— GIVEN REQUEST —
Reproduce word for word the lines of the data below, starting at the line that contains "If you could identify the metal" and continuing through the last line of the data, both included.

(Position annotation data)
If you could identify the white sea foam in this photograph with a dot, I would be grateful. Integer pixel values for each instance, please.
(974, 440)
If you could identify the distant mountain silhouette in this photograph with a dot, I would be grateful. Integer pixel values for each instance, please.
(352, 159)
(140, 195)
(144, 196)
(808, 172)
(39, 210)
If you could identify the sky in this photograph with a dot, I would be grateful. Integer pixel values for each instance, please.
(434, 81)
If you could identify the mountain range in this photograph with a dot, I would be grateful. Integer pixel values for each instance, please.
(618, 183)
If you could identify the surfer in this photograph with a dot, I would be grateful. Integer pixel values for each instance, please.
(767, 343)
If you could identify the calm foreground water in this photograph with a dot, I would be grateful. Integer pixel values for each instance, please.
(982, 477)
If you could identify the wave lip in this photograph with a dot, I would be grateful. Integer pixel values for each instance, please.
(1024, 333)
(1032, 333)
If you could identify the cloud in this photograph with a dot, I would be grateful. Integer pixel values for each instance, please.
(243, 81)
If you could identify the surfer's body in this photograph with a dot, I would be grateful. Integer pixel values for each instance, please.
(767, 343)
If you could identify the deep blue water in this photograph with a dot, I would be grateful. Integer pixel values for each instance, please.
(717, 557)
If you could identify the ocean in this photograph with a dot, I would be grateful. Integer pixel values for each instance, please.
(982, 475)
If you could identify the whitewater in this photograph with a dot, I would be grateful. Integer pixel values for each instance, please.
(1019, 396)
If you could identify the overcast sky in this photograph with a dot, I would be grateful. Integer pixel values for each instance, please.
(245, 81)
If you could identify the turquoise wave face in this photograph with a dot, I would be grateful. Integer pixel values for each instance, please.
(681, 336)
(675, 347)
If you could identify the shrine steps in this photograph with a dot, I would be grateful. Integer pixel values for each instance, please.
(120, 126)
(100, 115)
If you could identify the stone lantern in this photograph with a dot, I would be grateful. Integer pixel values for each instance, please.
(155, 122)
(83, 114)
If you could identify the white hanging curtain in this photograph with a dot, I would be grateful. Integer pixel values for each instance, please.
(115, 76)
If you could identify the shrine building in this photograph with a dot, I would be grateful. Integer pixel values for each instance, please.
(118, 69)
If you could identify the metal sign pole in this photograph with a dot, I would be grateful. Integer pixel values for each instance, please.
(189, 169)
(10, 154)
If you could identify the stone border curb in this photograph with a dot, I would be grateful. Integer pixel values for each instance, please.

— RESULT FOR THIS TASK —
If you could identify the metal sign pole in this photograph with a dot, I would be grateful. Integer pixel values for each instance, please.
(189, 169)
(10, 154)
If you could identify the stone border curb in this photograph with a dot, I would be grateful. Integer pixel values for each instance, please.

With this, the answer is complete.